=== Extracted data ===

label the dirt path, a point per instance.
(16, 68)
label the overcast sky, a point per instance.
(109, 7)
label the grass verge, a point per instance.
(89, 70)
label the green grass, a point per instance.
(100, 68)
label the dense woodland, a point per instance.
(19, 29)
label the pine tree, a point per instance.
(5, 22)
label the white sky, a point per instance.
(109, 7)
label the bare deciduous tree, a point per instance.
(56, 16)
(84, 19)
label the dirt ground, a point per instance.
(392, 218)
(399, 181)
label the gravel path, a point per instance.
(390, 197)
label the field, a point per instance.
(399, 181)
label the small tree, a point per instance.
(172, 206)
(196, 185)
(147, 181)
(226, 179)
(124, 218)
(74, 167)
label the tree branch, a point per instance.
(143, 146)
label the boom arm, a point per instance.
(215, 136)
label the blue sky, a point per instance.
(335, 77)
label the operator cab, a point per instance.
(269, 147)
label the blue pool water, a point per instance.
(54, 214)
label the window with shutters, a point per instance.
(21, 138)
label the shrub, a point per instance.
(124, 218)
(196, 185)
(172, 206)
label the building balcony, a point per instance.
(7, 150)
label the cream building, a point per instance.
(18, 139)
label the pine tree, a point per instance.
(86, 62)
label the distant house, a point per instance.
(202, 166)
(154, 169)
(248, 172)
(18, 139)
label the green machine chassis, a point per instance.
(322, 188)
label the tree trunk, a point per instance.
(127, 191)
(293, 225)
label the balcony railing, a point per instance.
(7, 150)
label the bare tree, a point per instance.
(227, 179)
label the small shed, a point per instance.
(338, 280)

===
=== Extracted data ===

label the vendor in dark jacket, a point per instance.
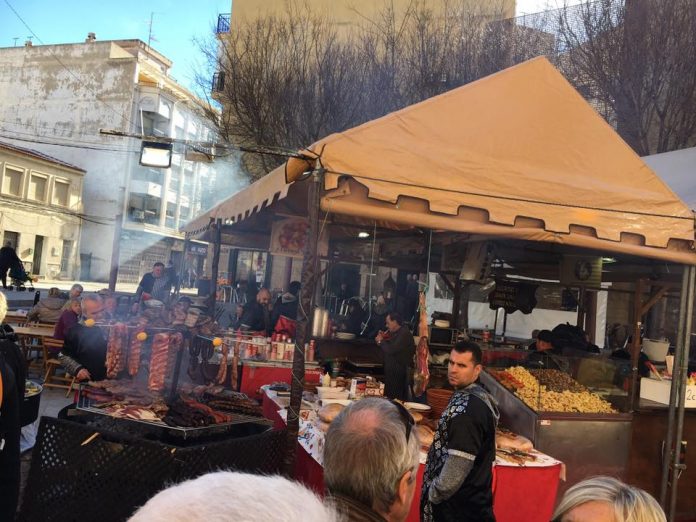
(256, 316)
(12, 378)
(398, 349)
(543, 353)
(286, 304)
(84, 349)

===

Description of the task
Please find every line in the items above that contains the word "dirt" and copy each of those lines.

Task response
label the dirt path, a point per instance.
label the dirt ground, a point per instance.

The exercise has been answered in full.